İkram Kali

Gözler Demirtaş'ın Van mitinginde

İkram Kali

7 Haziran seçimlerinde yüzde 13 oy alarak barajı aşan, anketler ötesi başarıya ulaşan HDP sıkıntılı günler geçiriyor. HDP ve Demirtaş'ın önünde bir tarafta PKK'nın susmayan silahları, nerede ne zaman patlayarak kaç can alacağı belli olmayan mayın ve bombaları, endişelendiren yol kesmeleri araç yakmaları var, diğer tarafta Türkiye'nin bütün bölgelerinden, bütün kesimlerinden yüzde 13 oy alarak Türkiye partisi olma iddiasını hayata geçirmeyi taahhüt eden siyasi sorumlulukları var.
HDP ve Demirtaş'ın işi gerçekten zor.

Daha önceki yazımda vurguladığım gibi HDP Eş Genel Başkanı Selahattin Demirtaş yukarı tükürse bıyık, aşağı tükürse sakal durumunda. Silahın gücü, örgütün baskısı " bedel " kuralının her alanda en katı şekilde işlediği ortamda demokratik bağımsız siyaset yapmak Türkiye partisi olmak kolay değil. Teoride kolay gözükebilir ancak pratikte zordur.

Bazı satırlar
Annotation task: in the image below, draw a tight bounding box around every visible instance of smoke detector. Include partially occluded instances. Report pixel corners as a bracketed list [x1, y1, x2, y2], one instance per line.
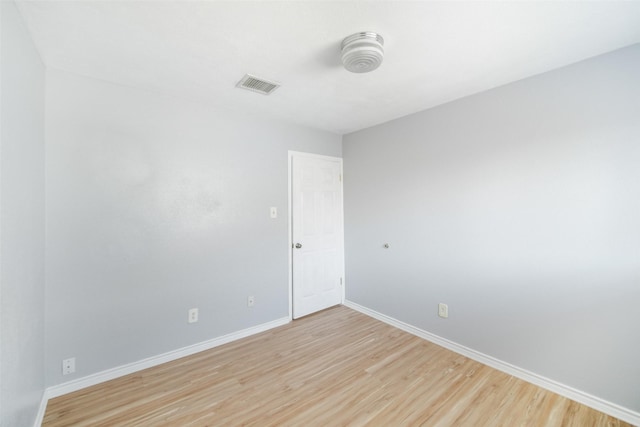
[341, 31, 384, 73]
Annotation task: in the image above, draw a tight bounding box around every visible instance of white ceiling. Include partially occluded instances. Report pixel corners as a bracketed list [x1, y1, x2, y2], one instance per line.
[18, 0, 640, 134]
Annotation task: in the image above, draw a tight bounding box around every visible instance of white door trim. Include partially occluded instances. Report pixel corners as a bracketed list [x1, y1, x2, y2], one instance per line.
[287, 150, 346, 321]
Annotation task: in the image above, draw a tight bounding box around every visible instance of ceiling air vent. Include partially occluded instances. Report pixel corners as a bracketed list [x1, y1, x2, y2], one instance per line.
[236, 74, 280, 95]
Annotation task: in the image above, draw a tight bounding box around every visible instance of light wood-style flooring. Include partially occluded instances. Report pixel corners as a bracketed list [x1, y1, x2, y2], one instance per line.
[43, 306, 629, 427]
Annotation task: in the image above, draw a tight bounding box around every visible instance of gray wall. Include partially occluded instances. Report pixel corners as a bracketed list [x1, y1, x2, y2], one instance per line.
[46, 70, 342, 385]
[0, 1, 45, 427]
[343, 45, 640, 411]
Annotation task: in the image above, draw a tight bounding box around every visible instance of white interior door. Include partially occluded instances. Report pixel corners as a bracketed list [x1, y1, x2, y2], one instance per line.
[291, 153, 344, 319]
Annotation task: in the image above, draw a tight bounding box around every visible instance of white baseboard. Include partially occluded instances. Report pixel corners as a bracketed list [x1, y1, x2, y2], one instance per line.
[42, 317, 290, 404]
[344, 301, 640, 426]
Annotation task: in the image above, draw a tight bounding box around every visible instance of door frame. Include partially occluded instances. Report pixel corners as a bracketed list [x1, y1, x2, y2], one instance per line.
[287, 150, 346, 322]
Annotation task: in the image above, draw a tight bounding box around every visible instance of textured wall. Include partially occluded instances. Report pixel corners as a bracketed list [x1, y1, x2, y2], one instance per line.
[343, 45, 640, 411]
[46, 71, 342, 385]
[0, 1, 45, 427]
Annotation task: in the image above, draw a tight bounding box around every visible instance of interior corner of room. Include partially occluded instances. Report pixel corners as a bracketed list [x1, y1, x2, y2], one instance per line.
[0, 1, 640, 427]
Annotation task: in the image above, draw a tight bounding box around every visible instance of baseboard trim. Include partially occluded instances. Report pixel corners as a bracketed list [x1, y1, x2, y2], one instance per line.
[43, 317, 290, 402]
[344, 300, 640, 426]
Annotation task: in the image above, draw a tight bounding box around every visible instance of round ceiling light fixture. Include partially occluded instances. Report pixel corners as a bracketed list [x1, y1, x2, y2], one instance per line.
[341, 32, 384, 73]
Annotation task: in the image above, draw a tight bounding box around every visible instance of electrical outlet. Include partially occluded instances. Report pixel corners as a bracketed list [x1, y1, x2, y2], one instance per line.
[438, 303, 449, 319]
[62, 357, 76, 375]
[189, 308, 198, 323]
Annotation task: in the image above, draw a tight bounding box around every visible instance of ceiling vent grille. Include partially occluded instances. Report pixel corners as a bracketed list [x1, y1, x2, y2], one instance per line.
[236, 74, 280, 95]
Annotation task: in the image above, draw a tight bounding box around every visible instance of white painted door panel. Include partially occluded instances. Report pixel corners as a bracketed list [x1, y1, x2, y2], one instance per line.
[291, 154, 344, 319]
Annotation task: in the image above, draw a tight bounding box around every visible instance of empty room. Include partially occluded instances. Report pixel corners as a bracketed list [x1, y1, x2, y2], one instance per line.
[0, 0, 640, 427]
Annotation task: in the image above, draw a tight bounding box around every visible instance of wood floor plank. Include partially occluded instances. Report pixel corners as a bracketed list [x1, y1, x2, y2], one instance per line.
[43, 306, 629, 427]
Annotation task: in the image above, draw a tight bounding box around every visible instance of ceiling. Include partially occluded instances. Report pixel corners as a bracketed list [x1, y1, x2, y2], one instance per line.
[18, 0, 640, 134]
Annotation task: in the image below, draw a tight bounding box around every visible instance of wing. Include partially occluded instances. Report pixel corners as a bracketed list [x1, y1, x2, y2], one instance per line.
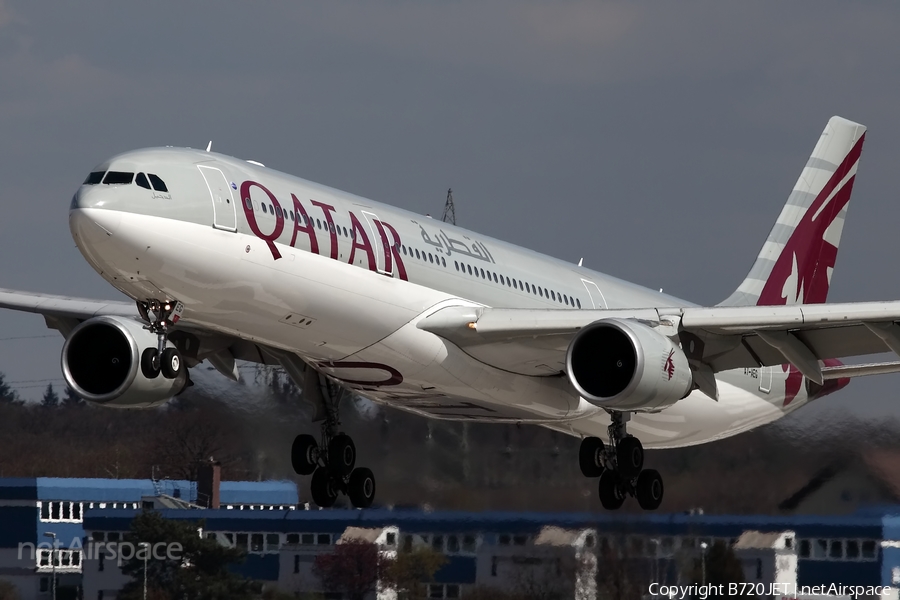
[0, 289, 138, 336]
[418, 302, 900, 381]
[0, 289, 274, 381]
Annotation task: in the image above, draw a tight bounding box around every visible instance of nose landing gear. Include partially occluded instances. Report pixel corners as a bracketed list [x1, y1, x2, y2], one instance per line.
[578, 411, 665, 510]
[291, 376, 375, 508]
[137, 299, 184, 379]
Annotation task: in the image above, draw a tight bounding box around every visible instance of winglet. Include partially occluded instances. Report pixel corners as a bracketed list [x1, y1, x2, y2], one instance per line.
[720, 117, 866, 306]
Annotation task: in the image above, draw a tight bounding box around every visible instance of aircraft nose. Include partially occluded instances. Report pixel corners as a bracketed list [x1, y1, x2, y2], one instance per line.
[69, 186, 106, 210]
[69, 186, 122, 241]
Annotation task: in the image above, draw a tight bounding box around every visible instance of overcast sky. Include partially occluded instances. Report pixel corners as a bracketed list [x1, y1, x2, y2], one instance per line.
[0, 0, 900, 415]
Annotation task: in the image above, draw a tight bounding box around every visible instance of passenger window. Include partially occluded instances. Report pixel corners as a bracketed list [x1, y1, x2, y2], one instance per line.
[103, 171, 134, 185]
[134, 173, 150, 190]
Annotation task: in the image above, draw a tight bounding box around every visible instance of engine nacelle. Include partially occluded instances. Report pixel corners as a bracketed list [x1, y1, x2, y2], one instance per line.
[62, 316, 187, 408]
[566, 319, 693, 411]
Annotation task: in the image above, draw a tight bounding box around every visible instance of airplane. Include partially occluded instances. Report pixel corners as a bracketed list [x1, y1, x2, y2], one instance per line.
[0, 117, 900, 510]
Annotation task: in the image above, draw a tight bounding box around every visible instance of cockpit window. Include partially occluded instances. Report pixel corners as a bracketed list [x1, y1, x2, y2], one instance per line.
[103, 171, 134, 185]
[147, 173, 169, 192]
[134, 173, 150, 190]
[83, 171, 106, 185]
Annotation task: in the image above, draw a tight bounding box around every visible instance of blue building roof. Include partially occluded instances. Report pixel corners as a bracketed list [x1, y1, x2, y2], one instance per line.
[0, 477, 299, 505]
[84, 509, 888, 539]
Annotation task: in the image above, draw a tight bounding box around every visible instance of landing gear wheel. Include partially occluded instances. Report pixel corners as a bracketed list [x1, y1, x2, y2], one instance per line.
[141, 348, 160, 379]
[578, 437, 606, 477]
[309, 467, 338, 508]
[347, 467, 375, 508]
[616, 435, 644, 479]
[635, 469, 664, 510]
[598, 470, 625, 510]
[291, 433, 319, 475]
[159, 348, 184, 379]
[328, 433, 356, 477]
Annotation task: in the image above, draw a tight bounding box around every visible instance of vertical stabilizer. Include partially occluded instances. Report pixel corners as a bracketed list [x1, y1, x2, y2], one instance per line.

Alıştırma seti:
(A) Satırlarda "instance of nose" ifadesini içeren satırla açılıp "[137, 299, 184, 379]" ifadesini içeren satırla kapanan kısmı, iki uç ve istekler de dahil olmak üzere yeniden yazın. Bu kısımdaki cevaplarda yer alan her koordinat değerini 60 kaydırın.
(B) HDP ve Demirtaş'ın zorlu durumunu ele alan metni kaldığı yerden sürdürün.
Bu satırların metinle hiçbir ilgisi yoktur.

Verilen cevaplar:
(A)
Annotation task: in the image above, draw a tight bounding box around every visible instance of nose landing gear. Include partially occluded instances. Report pixel corners as a bracketed list [x1, y1, x2, y2], one instance per line.
[638, 471, 725, 570]
[351, 436, 435, 568]
[197, 359, 244, 439]

(B)
Türkiye da insanlar oy versin vermesin 80 milletvekili ile Meclis'te etkili konuma gelmiş HDP'den ve seçim öncesi söylemleriyle seçmen üzerinde sempati oluşturan Demirtaş'tan barışı, kardeşliği esas alan söylem, kararlı duruş beklerken silahların patlamasıyla her şey bir anda berbat oldu. 90'lı yılları yansıtan görüntüler bütün yurttaşları endişelendirerek üzdü.
Suruç'ta gerçekleşen saldırıda 31 insanımızın katledilmesi yüzü aşkın insanımızın yaralanmasının ardından 2 polis memurunun evlerinde uyurken şehit edilmesi sonrası arkası kesilmeyen yeni acılar yaşanmaya başlandı. Halende yaşanıyor.

Gelinen kaos ortamında siyasetin dili de sertleşti. Akıl ve vicdan devre dışı kaldı. Türkiye'de sivil kesimler ve sorumluluk taşıyanlar vicdan sahibi herkes kanın durmasını, silahların susmasını istiyor.
Gözler HDP ve Demirtaş'a döndü.
HDP cephesinde son bir hafta içinde önemli gelişmeler oldu.
HDP Eş Genel Başkanları Selahattin Demirtaş ile Figen Yüksekdağ CHP Genel Başkanı Kemal Kılıçdaroğlu ile görüştü. 

Demirtaş PKK'ya çağrıda bulundu.
Demirtaş Brüksel'e giderek eski DEP Milletvekilleri, Kongra-Gel Eşbaşkanı Remzi Kartal ve KCK Yürütme Konseyi Üyesi Zübeyir Aydar'ın da aralarında bulunduğu örgütün bazı üst düzey isimleriyle bir araya geldi.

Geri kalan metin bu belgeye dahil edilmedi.